[Records from a collection]
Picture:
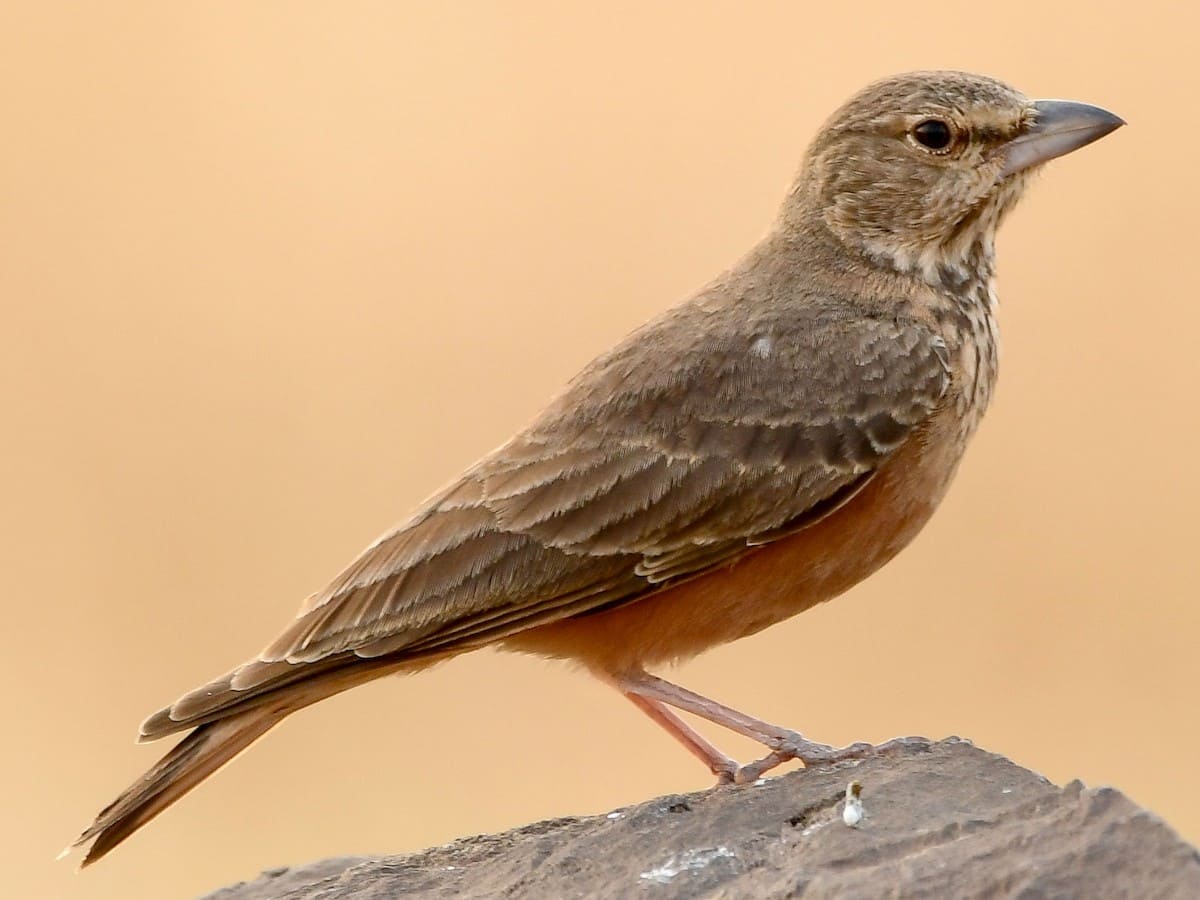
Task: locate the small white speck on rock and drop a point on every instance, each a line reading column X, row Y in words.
column 852, row 811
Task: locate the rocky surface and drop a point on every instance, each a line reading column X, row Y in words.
column 942, row 820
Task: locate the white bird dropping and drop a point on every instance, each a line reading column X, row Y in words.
column 852, row 813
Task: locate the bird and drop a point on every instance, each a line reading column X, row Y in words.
column 750, row 453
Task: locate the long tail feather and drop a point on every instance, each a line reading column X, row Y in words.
column 192, row 760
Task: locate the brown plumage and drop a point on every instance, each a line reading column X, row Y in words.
column 753, row 451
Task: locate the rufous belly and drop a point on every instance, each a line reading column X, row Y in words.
column 771, row 583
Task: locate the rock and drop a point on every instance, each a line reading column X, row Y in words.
column 942, row 820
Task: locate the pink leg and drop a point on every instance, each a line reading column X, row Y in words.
column 784, row 744
column 697, row 745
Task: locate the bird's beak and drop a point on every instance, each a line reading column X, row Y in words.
column 1059, row 127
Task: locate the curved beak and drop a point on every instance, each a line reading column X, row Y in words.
column 1059, row 127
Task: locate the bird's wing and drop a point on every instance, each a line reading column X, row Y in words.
column 666, row 457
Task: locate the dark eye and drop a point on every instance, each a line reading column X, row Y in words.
column 933, row 133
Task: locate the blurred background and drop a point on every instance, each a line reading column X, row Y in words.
column 271, row 273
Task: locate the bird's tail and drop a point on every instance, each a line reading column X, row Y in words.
column 192, row 760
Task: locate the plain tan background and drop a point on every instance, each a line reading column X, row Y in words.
column 273, row 271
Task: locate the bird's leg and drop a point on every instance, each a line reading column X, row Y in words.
column 784, row 744
column 720, row 765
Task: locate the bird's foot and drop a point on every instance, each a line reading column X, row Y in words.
column 791, row 745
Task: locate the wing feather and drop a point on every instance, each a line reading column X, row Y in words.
column 677, row 453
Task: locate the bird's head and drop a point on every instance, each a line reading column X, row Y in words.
column 918, row 169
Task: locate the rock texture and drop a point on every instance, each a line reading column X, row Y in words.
column 943, row 820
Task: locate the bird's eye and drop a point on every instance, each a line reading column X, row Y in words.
column 933, row 133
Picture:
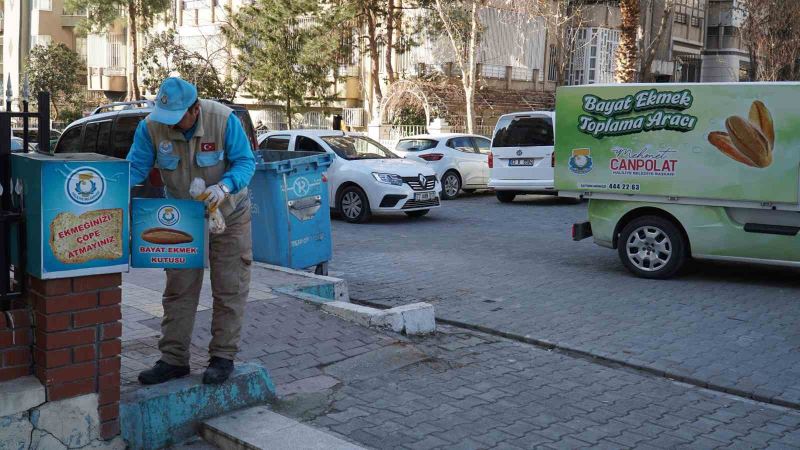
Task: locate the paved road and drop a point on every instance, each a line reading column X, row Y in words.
column 458, row 388
column 514, row 269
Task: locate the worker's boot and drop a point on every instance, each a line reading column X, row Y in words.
column 219, row 369
column 162, row 372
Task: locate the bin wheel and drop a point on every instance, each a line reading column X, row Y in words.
column 321, row 269
column 652, row 247
column 354, row 205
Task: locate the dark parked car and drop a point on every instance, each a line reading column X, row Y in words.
column 109, row 131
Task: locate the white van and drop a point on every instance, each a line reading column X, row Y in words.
column 520, row 158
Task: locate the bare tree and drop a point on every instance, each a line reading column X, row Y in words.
column 627, row 57
column 460, row 22
column 647, row 50
column 771, row 33
column 563, row 20
column 391, row 27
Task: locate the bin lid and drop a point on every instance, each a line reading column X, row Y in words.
column 77, row 157
column 286, row 161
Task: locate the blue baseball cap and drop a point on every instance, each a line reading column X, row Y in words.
column 174, row 98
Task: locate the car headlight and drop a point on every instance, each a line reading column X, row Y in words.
column 388, row 178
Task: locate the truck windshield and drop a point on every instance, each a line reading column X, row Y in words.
column 523, row 132
column 358, row 147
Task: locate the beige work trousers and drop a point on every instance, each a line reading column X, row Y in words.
column 230, row 257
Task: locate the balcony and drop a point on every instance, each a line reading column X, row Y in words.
column 107, row 79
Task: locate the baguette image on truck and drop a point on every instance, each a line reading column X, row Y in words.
column 673, row 171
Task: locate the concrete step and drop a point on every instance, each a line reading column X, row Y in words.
column 259, row 428
column 154, row 417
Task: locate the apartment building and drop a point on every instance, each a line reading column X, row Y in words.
column 516, row 55
column 27, row 23
column 725, row 57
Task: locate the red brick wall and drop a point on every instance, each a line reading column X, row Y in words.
column 77, row 343
column 15, row 341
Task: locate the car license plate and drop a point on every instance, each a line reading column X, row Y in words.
column 521, row 162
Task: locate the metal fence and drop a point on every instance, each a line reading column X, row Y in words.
column 12, row 231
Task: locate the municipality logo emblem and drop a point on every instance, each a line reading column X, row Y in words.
column 168, row 215
column 581, row 161
column 165, row 147
column 301, row 186
column 85, row 186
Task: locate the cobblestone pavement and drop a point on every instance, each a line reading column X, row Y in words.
column 479, row 391
column 288, row 337
column 461, row 389
column 513, row 268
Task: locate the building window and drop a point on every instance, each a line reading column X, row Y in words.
column 745, row 71
column 43, row 5
column 688, row 68
column 593, row 60
column 493, row 71
column 80, row 48
column 552, row 69
column 41, row 39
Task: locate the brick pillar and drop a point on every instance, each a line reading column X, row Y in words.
column 77, row 343
column 15, row 341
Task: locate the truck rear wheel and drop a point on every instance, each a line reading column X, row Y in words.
column 652, row 247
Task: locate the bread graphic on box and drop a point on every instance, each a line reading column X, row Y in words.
column 166, row 236
column 90, row 236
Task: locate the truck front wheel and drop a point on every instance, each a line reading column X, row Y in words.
column 652, row 247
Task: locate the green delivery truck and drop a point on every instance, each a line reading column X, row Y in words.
column 672, row 171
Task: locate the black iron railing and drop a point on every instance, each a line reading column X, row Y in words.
column 12, row 276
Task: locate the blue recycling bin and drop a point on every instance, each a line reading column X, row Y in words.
column 290, row 207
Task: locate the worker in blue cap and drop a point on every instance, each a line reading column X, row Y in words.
column 185, row 137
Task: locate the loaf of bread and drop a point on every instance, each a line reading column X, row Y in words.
column 91, row 236
column 166, row 236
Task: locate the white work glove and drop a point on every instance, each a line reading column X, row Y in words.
column 213, row 196
column 216, row 223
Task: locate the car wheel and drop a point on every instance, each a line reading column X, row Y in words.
column 505, row 197
column 354, row 205
column 418, row 213
column 451, row 185
column 652, row 247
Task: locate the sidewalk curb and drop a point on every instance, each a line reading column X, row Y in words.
column 154, row 417
column 608, row 360
column 326, row 289
column 413, row 319
column 260, row 428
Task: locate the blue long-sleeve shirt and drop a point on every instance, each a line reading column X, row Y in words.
column 237, row 151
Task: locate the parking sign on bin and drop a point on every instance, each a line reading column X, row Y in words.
column 168, row 233
column 291, row 213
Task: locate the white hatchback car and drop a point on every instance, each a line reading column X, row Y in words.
column 461, row 161
column 522, row 148
column 365, row 178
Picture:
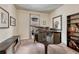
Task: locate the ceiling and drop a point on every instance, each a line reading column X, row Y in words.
column 46, row 8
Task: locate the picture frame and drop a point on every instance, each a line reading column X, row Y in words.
column 35, row 19
column 12, row 21
column 4, row 18
column 57, row 22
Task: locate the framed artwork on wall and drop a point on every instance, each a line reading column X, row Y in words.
column 35, row 19
column 34, row 22
column 4, row 18
column 57, row 22
column 12, row 21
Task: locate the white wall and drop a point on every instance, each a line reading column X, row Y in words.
column 23, row 22
column 64, row 10
column 6, row 33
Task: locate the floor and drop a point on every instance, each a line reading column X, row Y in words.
column 29, row 47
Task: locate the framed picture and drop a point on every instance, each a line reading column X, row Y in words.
column 4, row 18
column 57, row 22
column 35, row 19
column 12, row 21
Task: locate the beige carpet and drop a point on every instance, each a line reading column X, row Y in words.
column 29, row 47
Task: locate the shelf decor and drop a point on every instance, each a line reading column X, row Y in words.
column 57, row 22
column 4, row 18
column 12, row 21
column 73, row 31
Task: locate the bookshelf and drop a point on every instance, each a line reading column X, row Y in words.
column 73, row 31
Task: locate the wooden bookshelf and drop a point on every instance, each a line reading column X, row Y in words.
column 73, row 40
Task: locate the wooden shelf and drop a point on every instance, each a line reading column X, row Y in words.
column 74, row 36
column 72, row 23
column 73, row 19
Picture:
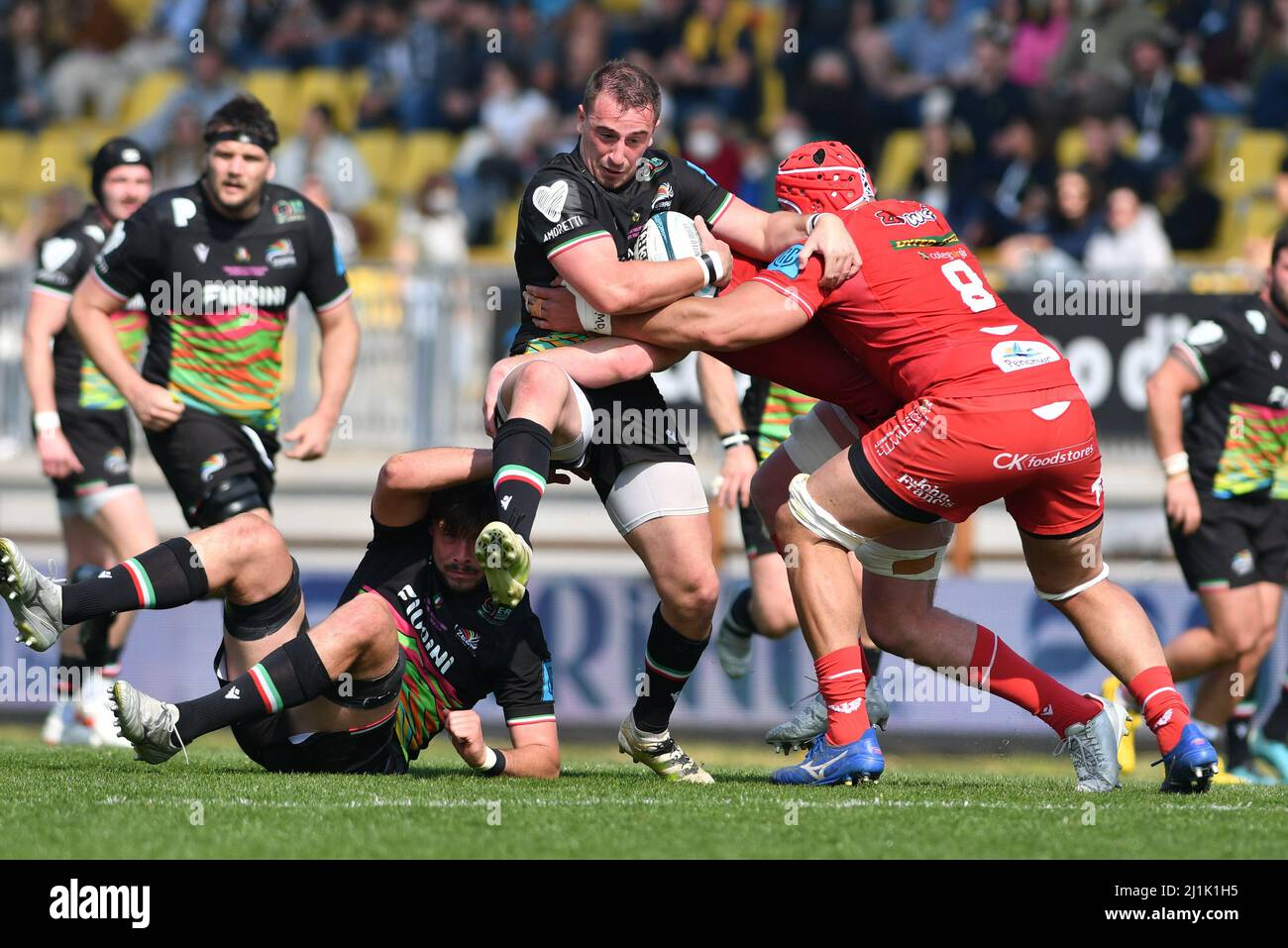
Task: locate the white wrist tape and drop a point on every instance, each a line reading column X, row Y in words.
column 1176, row 464
column 591, row 320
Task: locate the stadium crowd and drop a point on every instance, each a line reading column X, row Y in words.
column 1089, row 136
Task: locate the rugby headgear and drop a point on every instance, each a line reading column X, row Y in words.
column 114, row 154
column 822, row 176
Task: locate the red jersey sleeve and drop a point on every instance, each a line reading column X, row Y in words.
column 798, row 283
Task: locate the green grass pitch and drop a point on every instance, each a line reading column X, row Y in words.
column 81, row 802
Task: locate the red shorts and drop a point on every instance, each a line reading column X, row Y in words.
column 947, row 456
column 810, row 361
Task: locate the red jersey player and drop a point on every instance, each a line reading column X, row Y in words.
column 909, row 626
column 991, row 411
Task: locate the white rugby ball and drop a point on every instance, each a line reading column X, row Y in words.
column 670, row 236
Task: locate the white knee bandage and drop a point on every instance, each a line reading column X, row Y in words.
column 1076, row 590
column 815, row 519
column 902, row 565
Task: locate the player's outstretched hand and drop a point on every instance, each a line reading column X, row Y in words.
column 1183, row 504
column 712, row 245
column 833, row 243
column 312, row 437
column 467, row 733
column 552, row 307
column 156, row 406
column 56, row 459
column 735, row 474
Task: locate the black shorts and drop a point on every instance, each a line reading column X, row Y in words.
column 373, row 750
column 1237, row 543
column 606, row 459
column 103, row 446
column 201, row 450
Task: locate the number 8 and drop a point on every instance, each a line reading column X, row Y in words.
column 969, row 285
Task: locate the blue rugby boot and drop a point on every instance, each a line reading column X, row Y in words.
column 859, row 762
column 1192, row 764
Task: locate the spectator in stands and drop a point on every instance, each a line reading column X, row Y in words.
column 716, row 62
column 24, row 58
column 433, row 231
column 1106, row 161
column 944, row 180
column 275, row 35
column 1061, row 245
column 1095, row 63
column 1190, row 209
column 322, row 153
column 497, row 156
column 708, row 146
column 1170, row 124
column 183, row 156
column 833, row 101
column 988, row 101
column 88, row 71
column 343, row 44
column 1016, row 176
column 1270, row 76
column 1038, row 38
column 209, row 88
column 1231, row 56
column 1131, row 244
column 930, row 50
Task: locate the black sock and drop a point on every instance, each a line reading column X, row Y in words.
column 874, row 655
column 520, row 460
column 287, row 677
column 1276, row 725
column 739, row 620
column 1236, row 734
column 166, row 576
column 669, row 660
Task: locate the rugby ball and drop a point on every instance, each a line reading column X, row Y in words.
column 670, row 236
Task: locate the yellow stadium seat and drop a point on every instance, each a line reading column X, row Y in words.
column 147, row 95
column 331, row 88
column 1257, row 154
column 423, row 154
column 378, row 149
column 1070, row 149
column 900, row 161
column 13, row 159
column 381, row 217
column 275, row 89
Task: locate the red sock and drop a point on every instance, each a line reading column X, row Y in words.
column 1162, row 704
column 842, row 685
column 1001, row 672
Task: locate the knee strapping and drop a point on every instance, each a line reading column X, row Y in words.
column 818, row 520
column 1076, row 590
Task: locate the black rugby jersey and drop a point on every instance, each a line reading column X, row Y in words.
column 565, row 206
column 219, row 290
column 62, row 260
column 1236, row 425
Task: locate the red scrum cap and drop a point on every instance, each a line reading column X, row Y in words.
column 822, row 176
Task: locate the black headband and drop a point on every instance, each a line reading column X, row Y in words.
column 236, row 136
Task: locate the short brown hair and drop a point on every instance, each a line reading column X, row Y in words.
column 463, row 510
column 630, row 85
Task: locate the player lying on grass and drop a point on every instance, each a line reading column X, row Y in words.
column 991, row 411
column 415, row 643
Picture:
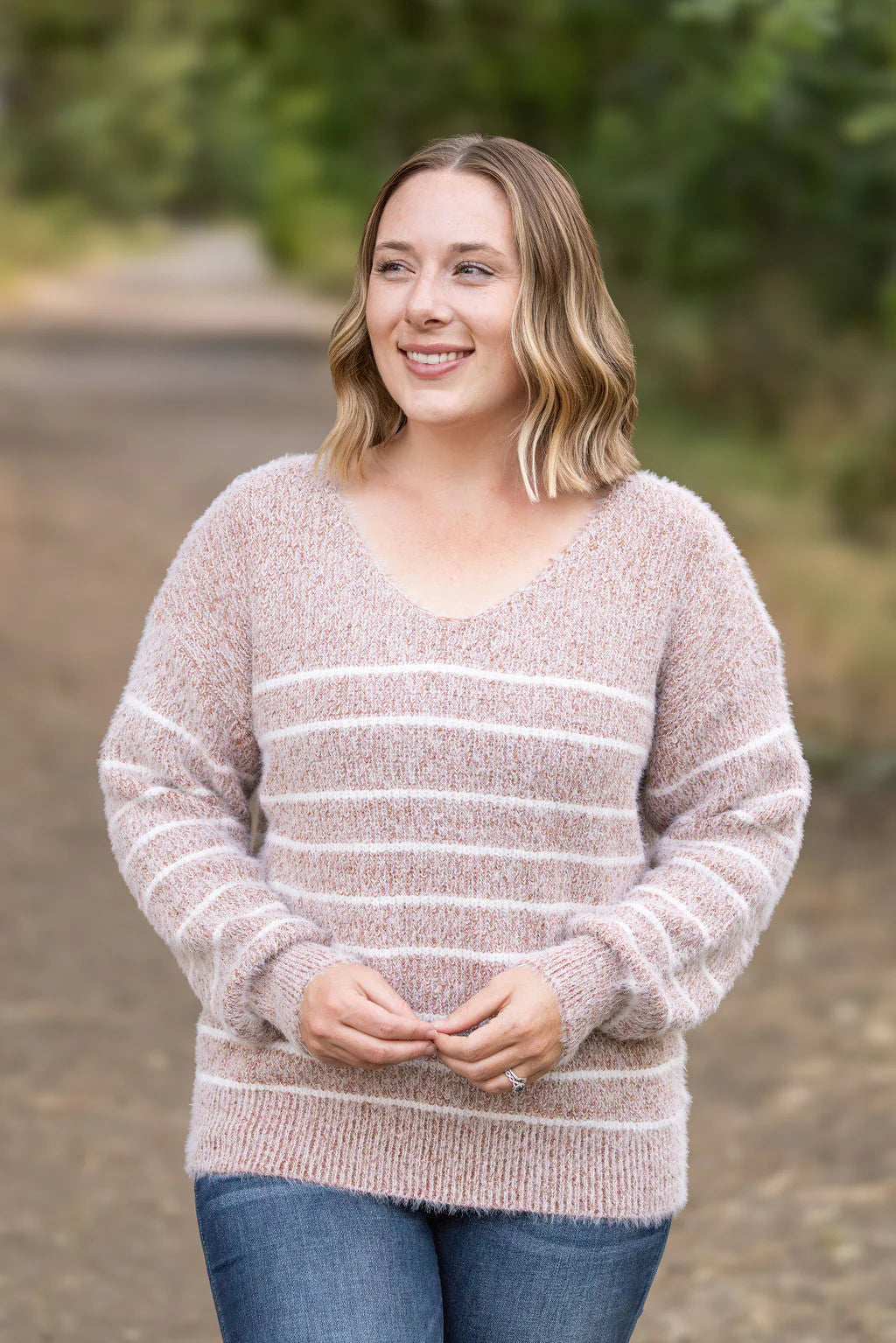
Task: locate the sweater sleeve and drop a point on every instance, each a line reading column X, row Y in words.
column 724, row 794
column 178, row 766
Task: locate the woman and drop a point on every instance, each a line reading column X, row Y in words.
column 520, row 728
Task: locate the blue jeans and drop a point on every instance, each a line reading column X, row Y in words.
column 289, row 1260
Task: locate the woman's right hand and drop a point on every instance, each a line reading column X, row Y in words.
column 349, row 1014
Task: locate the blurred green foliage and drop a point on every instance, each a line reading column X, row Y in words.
column 737, row 160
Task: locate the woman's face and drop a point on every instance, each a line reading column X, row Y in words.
column 444, row 276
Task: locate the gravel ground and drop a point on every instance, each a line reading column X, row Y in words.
column 113, row 441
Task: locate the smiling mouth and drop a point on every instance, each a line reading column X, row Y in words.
column 436, row 361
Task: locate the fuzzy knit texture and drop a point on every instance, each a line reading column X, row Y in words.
column 597, row 776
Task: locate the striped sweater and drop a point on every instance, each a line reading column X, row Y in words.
column 597, row 776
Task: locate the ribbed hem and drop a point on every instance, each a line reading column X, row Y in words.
column 426, row 1154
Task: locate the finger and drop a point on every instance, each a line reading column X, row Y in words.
column 383, row 1024
column 491, row 1074
column 381, row 991
column 474, row 1011
column 500, row 1033
column 366, row 1051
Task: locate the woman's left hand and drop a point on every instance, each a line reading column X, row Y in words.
column 524, row 1032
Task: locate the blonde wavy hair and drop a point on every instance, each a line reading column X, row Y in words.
column 571, row 346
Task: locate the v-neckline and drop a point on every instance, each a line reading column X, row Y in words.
column 602, row 512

Exercise:
An exact copy of the lines from the one holding "Task: locate the blonde" through the end of the data is the whole answer.

Output:
Task: locate the blonde wavy hair and drop a point on every instance, each a line reading column X, row Y in words.
column 571, row 346
Task: locate the v-neckline and drop a point on every instance, each a line reading column X, row Y in words.
column 602, row 512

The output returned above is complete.